BEGIN Input records

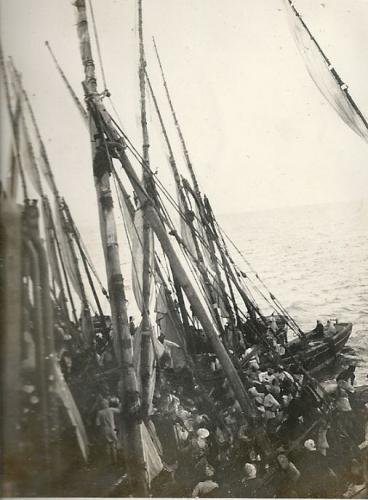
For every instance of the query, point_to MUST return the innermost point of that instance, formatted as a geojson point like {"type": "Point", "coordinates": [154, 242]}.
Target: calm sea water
{"type": "Point", "coordinates": [315, 261]}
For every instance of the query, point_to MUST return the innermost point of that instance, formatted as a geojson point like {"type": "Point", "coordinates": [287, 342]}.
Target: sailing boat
{"type": "Point", "coordinates": [220, 288]}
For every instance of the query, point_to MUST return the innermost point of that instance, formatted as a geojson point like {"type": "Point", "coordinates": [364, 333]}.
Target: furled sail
{"type": "Point", "coordinates": [68, 258]}
{"type": "Point", "coordinates": [324, 75]}
{"type": "Point", "coordinates": [168, 328]}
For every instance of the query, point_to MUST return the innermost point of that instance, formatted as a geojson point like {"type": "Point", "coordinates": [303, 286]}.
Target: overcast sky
{"type": "Point", "coordinates": [259, 132]}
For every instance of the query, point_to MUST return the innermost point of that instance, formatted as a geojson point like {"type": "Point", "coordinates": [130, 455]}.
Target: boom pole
{"type": "Point", "coordinates": [147, 357]}
{"type": "Point", "coordinates": [122, 340]}
{"type": "Point", "coordinates": [80, 107]}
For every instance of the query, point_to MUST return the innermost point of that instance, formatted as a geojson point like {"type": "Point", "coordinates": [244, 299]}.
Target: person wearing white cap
{"type": "Point", "coordinates": [204, 488]}
{"type": "Point", "coordinates": [317, 479]}
{"type": "Point", "coordinates": [249, 485]}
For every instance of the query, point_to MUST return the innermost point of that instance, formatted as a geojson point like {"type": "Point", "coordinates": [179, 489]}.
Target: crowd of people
{"type": "Point", "coordinates": [300, 443]}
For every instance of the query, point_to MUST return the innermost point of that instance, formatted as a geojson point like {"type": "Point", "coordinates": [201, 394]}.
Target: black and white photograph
{"type": "Point", "coordinates": [184, 248]}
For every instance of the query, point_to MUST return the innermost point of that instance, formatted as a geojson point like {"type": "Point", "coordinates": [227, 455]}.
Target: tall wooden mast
{"type": "Point", "coordinates": [128, 389]}
{"type": "Point", "coordinates": [146, 345]}
{"type": "Point", "coordinates": [111, 143]}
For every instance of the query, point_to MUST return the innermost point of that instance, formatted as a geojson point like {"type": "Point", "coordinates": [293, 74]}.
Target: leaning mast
{"type": "Point", "coordinates": [122, 340]}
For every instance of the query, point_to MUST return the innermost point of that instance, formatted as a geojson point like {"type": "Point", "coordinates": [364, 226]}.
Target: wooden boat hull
{"type": "Point", "coordinates": [317, 354]}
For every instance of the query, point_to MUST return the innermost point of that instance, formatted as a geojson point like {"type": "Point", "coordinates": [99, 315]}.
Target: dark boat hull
{"type": "Point", "coordinates": [317, 354]}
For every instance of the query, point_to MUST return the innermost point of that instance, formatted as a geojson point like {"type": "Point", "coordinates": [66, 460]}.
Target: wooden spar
{"type": "Point", "coordinates": [116, 147]}
{"type": "Point", "coordinates": [65, 274]}
{"type": "Point", "coordinates": [177, 125]}
{"type": "Point", "coordinates": [329, 65]}
{"type": "Point", "coordinates": [47, 171]}
{"type": "Point", "coordinates": [189, 220]}
{"type": "Point", "coordinates": [13, 129]}
{"type": "Point", "coordinates": [89, 331]}
{"type": "Point", "coordinates": [11, 348]}
{"type": "Point", "coordinates": [83, 257]}
{"type": "Point", "coordinates": [178, 290]}
{"type": "Point", "coordinates": [211, 246]}
{"type": "Point", "coordinates": [80, 107]}
{"type": "Point", "coordinates": [200, 311]}
{"type": "Point", "coordinates": [49, 229]}
{"type": "Point", "coordinates": [147, 378]}
{"type": "Point", "coordinates": [131, 433]}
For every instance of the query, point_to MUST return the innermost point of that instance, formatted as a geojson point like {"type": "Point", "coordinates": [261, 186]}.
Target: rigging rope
{"type": "Point", "coordinates": [98, 45]}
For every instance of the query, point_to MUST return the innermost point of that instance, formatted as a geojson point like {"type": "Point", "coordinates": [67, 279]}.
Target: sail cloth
{"type": "Point", "coordinates": [61, 388]}
{"type": "Point", "coordinates": [185, 230]}
{"type": "Point", "coordinates": [69, 263]}
{"type": "Point", "coordinates": [167, 327]}
{"type": "Point", "coordinates": [324, 75]}
{"type": "Point", "coordinates": [28, 159]}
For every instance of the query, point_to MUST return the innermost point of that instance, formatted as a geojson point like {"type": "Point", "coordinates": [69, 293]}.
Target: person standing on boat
{"type": "Point", "coordinates": [317, 479]}
{"type": "Point", "coordinates": [288, 478]}
{"type": "Point", "coordinates": [319, 330]}
{"type": "Point", "coordinates": [132, 327]}
{"type": "Point", "coordinates": [330, 329]}
{"type": "Point", "coordinates": [105, 422]}
{"type": "Point", "coordinates": [348, 375]}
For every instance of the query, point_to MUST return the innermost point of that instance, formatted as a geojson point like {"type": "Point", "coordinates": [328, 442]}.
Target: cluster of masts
{"type": "Point", "coordinates": [210, 289]}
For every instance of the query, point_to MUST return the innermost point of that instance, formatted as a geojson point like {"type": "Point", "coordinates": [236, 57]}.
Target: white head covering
{"type": "Point", "coordinates": [250, 471]}
{"type": "Point", "coordinates": [310, 445]}
{"type": "Point", "coordinates": [203, 433]}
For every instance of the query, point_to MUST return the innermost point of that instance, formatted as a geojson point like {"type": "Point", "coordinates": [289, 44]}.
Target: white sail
{"type": "Point", "coordinates": [324, 75]}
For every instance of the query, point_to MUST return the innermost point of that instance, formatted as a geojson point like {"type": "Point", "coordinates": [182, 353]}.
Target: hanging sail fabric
{"type": "Point", "coordinates": [185, 231]}
{"type": "Point", "coordinates": [324, 75]}
{"type": "Point", "coordinates": [152, 458]}
{"type": "Point", "coordinates": [62, 390]}
{"type": "Point", "coordinates": [28, 157]}
{"type": "Point", "coordinates": [168, 328]}
{"type": "Point", "coordinates": [68, 259]}
{"type": "Point", "coordinates": [51, 253]}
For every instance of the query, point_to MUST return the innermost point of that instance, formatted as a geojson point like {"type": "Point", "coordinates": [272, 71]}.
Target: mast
{"type": "Point", "coordinates": [177, 125]}
{"type": "Point", "coordinates": [188, 219]}
{"type": "Point", "coordinates": [74, 232]}
{"type": "Point", "coordinates": [146, 343]}
{"type": "Point", "coordinates": [106, 141]}
{"type": "Point", "coordinates": [342, 85]}
{"type": "Point", "coordinates": [80, 107]}
{"type": "Point", "coordinates": [122, 340]}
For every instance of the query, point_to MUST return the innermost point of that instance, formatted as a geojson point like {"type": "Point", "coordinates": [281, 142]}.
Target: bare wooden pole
{"type": "Point", "coordinates": [147, 355]}
{"type": "Point", "coordinates": [199, 309]}
{"type": "Point", "coordinates": [128, 388]}
{"type": "Point", "coordinates": [114, 145]}
{"type": "Point", "coordinates": [74, 96]}
{"type": "Point", "coordinates": [188, 215]}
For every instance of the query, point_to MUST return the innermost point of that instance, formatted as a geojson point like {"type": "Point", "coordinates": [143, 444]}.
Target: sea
{"type": "Point", "coordinates": [314, 260]}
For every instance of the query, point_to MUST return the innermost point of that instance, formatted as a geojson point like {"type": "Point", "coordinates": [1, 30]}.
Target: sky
{"type": "Point", "coordinates": [259, 132]}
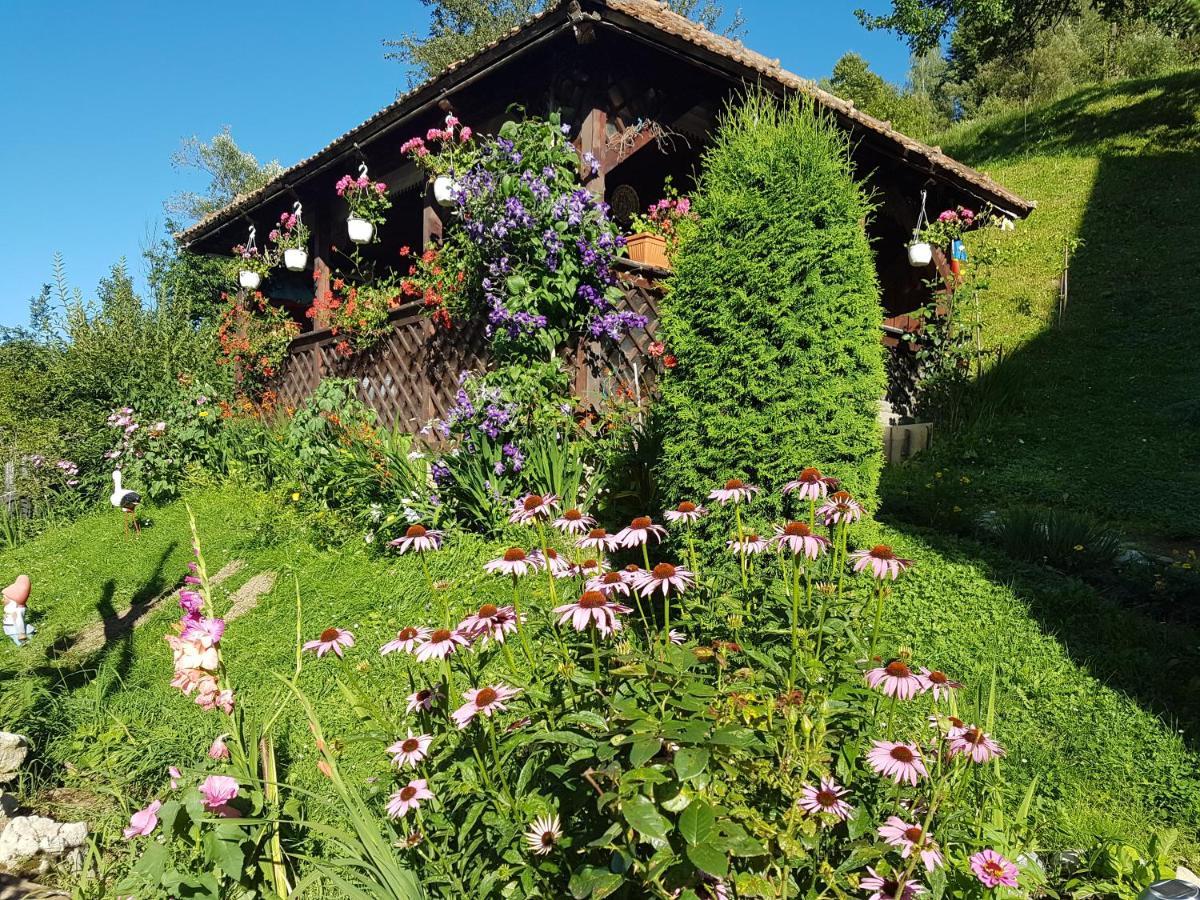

END Input records

**Task brief**. All of the records above are to be written out exactly, minus their images.

**Solution below**.
For every instance of the query, point_to MUST return the innermost point of that instance, formatted as a geojson point like {"type": "Point", "coordinates": [154, 242]}.
Target: calm sea water
{"type": "Point", "coordinates": [315, 261]}
For every instance of the query, point_to MUST return the innermost point of that instance, formatted as a geojson point like {"type": "Point", "coordinates": [287, 342]}.
Target: sailing boat
{"type": "Point", "coordinates": [220, 288]}
For every instance of the query, point_to MUST return the innermost point of that instance, formatted as a geojson point like {"type": "Point", "coordinates": [364, 333]}.
Target: furled sail
{"type": "Point", "coordinates": [68, 258]}
{"type": "Point", "coordinates": [324, 75]}
{"type": "Point", "coordinates": [168, 328]}
For every instance of the query, point_to MUST return the innermost point of that instance, formatted as a geojson point like {"type": "Point", "coordinates": [303, 286]}.
Target: overcast sky
{"type": "Point", "coordinates": [259, 132]}
For every instance of the query, point_to MUST return the innermost point of that instance, formatted as a geojson point like {"type": "Point", "coordinates": [130, 455]}.
Target: boom pole
{"type": "Point", "coordinates": [147, 357]}
{"type": "Point", "coordinates": [122, 340]}
{"type": "Point", "coordinates": [80, 107]}
For every instance of the query, point_to MUST return the innermost point of that instance, formatted as a geojson point like {"type": "Point", "coordinates": [244, 299]}.
Target: person wearing white cap
{"type": "Point", "coordinates": [204, 488]}
{"type": "Point", "coordinates": [317, 479]}
{"type": "Point", "coordinates": [249, 485]}
For every instance of the query, point_to MUST return the innermost point of that instance, formatted as a geojson point like {"type": "Point", "coordinates": [179, 489]}.
Target: crowd of people
{"type": "Point", "coordinates": [300, 443]}
For every instance of the query, point_to MUST return the innermost point of that instance, formatted as a geojson point like {"type": "Point", "coordinates": [201, 394]}.
Target: black and white photograph
{"type": "Point", "coordinates": [184, 248]}
For every instance of the query, point_to MUST return the innermost point of that instance, formatted as a geojson point like {"type": "Point", "coordinates": [227, 455]}.
Target: tall wooden mast
{"type": "Point", "coordinates": [128, 389]}
{"type": "Point", "coordinates": [146, 345]}
{"type": "Point", "coordinates": [111, 143]}
For every instance of the query, point_to MUST return the innermost point of that instance, formatted as a geojson point like {"type": "Point", "coordinates": [293, 74]}.
Target: leaning mast
{"type": "Point", "coordinates": [122, 340]}
For every instance of the query, point_to MUST return the innermost point of that instance, formatted as a geojson point like {"type": "Point", "coordinates": [364, 226]}.
Target: wooden boat hull
{"type": "Point", "coordinates": [317, 354]}
For every instance of the query, point_to MUST return the innermost point of that instance, formatted as a geojson point like {"type": "Point", "coordinates": [99, 315]}.
Target: dark boat hull
{"type": "Point", "coordinates": [317, 354]}
For every instance of the query, point_to MUST return the innermost point of that instance, formatted as a geojson point like {"type": "Point", "coordinates": [66, 460]}.
Target: wooden spar
{"type": "Point", "coordinates": [116, 147]}
{"type": "Point", "coordinates": [65, 274]}
{"type": "Point", "coordinates": [177, 125]}
{"type": "Point", "coordinates": [329, 65]}
{"type": "Point", "coordinates": [47, 171]}
{"type": "Point", "coordinates": [189, 220]}
{"type": "Point", "coordinates": [13, 129]}
{"type": "Point", "coordinates": [89, 331]}
{"type": "Point", "coordinates": [11, 348]}
{"type": "Point", "coordinates": [83, 257]}
{"type": "Point", "coordinates": [178, 290]}
{"type": "Point", "coordinates": [211, 246]}
{"type": "Point", "coordinates": [80, 107]}
{"type": "Point", "coordinates": [200, 311]}
{"type": "Point", "coordinates": [49, 229]}
{"type": "Point", "coordinates": [147, 378]}
{"type": "Point", "coordinates": [131, 433]}
For every instance of the query, point_to MUST return the innermost point of that instance, formatted as a geojson point like {"type": "Point", "coordinates": [261, 186]}.
Target: rigging rope
{"type": "Point", "coordinates": [98, 45]}
For every instance of the query, point_to MUST return the innermost point of that instance, formatted as a geojson point like {"type": "Point", "coordinates": [67, 279]}.
Target: sail cloth
{"type": "Point", "coordinates": [61, 388]}
{"type": "Point", "coordinates": [185, 230]}
{"type": "Point", "coordinates": [69, 263]}
{"type": "Point", "coordinates": [167, 327]}
{"type": "Point", "coordinates": [324, 75]}
{"type": "Point", "coordinates": [28, 159]}
For every instance of the query, point_to MUST return the innermost point of that instance, formatted as a geojson point like {"type": "Point", "coordinates": [69, 293]}.
Target: person standing on boat
{"type": "Point", "coordinates": [317, 479]}
{"type": "Point", "coordinates": [288, 478]}
{"type": "Point", "coordinates": [319, 330]}
{"type": "Point", "coordinates": [132, 327]}
{"type": "Point", "coordinates": [330, 329]}
{"type": "Point", "coordinates": [105, 422]}
{"type": "Point", "coordinates": [348, 375]}
For every instance of the query, point_to MUST return the innermost point of that instance, formatted as a geojson point like {"type": "Point", "coordinates": [328, 442]}.
Target: cluster of masts
{"type": "Point", "coordinates": [210, 289]}
For every instance of the query, point_to MUST return the innermost point of that instance, formatted as a geojson point like {"type": "Point", "coordinates": [236, 57]}.
Target: white head covering
{"type": "Point", "coordinates": [250, 471]}
{"type": "Point", "coordinates": [310, 445]}
{"type": "Point", "coordinates": [203, 433]}
For every instance of the query, point_to MUST return the innermost point of that instance, formatted as a geojson point like {"type": "Point", "coordinates": [289, 44]}.
Target: white sail
{"type": "Point", "coordinates": [324, 75]}
For every instance of the query, point_to MUST return the innermost point of that instance, formatted as a geojson point like {"type": "Point", "coordinates": [182, 353]}.
Target: hanging sail fabric
{"type": "Point", "coordinates": [185, 231]}
{"type": "Point", "coordinates": [324, 75]}
{"type": "Point", "coordinates": [152, 458]}
{"type": "Point", "coordinates": [62, 390]}
{"type": "Point", "coordinates": [28, 157]}
{"type": "Point", "coordinates": [168, 328]}
{"type": "Point", "coordinates": [68, 259]}
{"type": "Point", "coordinates": [51, 253]}
For every instance of the query, point_to MUST return the innermost point of that instance, formatted as a geojson point like {"type": "Point", "coordinates": [272, 71]}.
Target: mast
{"type": "Point", "coordinates": [177, 125]}
{"type": "Point", "coordinates": [188, 219]}
{"type": "Point", "coordinates": [74, 232]}
{"type": "Point", "coordinates": [146, 343]}
{"type": "Point", "coordinates": [106, 141]}
{"type": "Point", "coordinates": [342, 85]}
{"type": "Point", "coordinates": [80, 107]}
{"type": "Point", "coordinates": [122, 340]}
For every instance of the query, point_to MUST return the innermost point of that instance, formatted as a geojson point like {"type": "Point", "coordinates": [281, 142]}.
Target: bare wooden pole
{"type": "Point", "coordinates": [147, 355]}
{"type": "Point", "coordinates": [199, 309]}
{"type": "Point", "coordinates": [128, 388]}
{"type": "Point", "coordinates": [114, 145]}
{"type": "Point", "coordinates": [74, 96]}
{"type": "Point", "coordinates": [188, 215]}
For every instance of the query, point_to MUST return the innermost point of that instance, formatted as a geojson point like {"type": "Point", "coordinates": [143, 444]}.
Target: sea
{"type": "Point", "coordinates": [314, 260]}
For every instance of the query, point_to MUST return the innermost point of that instance, formatted as a geojson point like {"type": "Point", "coordinates": [1, 30]}.
Target: sky
{"type": "Point", "coordinates": [259, 132]}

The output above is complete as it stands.